The Knife and the Serpent
If I need something that will be a quick and entertaining read, not too challenging or depressing, I know I can always rely on Tim Pratt. Their books are inventive, amusing, and contain just enough mild peril to keep you reading. The books also tend to include a few queer characters, Pratt being genderfluid, which is nice.
The Knife and the Serpent is a new departure for Pratt, in that there are no previous novels in the universe. However, they have tested the waters with a couple of short stories featuring the concept of Nigh-Space. This is a version of the multiverse which is described as being multiple planes of existence stacked on top of one another like a ream of paper. Moving between nearby planes is fairly easy, but the further apart two planes are the harder it becomes. Thankfully for the rest of the multiverse, Earth does not yet have inter-dimensional transit capabilities.
Our hero, Glenn Browning, is a mild-mannered PhD student at the University of Berkeley. Imagine his surprise when he discovers that his sexy new girlfriend, Vivy Sattari, is secretly an alien spy whose job it is to help keep Nigh-Space free of Fascists and other unpleasant and aggressive persons.

PROVIDED INFORMATION:
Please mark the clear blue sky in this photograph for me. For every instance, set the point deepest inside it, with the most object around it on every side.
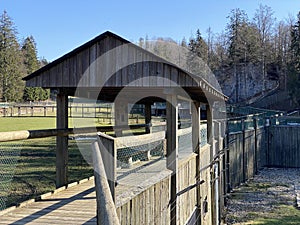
(59, 26)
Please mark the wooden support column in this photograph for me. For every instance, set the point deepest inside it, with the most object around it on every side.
(148, 118)
(196, 139)
(210, 130)
(172, 154)
(61, 141)
(121, 115)
(196, 127)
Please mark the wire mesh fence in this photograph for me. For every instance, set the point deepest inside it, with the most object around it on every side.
(28, 168)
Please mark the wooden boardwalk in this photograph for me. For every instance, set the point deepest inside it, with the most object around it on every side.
(75, 205)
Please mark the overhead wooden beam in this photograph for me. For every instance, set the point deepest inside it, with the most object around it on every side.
(62, 141)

DIRECTIVE:
Answer these questions from the book review.
1. At which university is Glenn Browning a PhD student?
2. In the description of Nigh-Space, what are its planes of existence stacked like?
3. What does Vivy Sattari's secret job help keep Nigh-Space free of?

COMPLETE RESPONSE:
1. The University of Berkeley.
2. A ream of paper.
3. Fascists and other unpleasant and aggressive persons.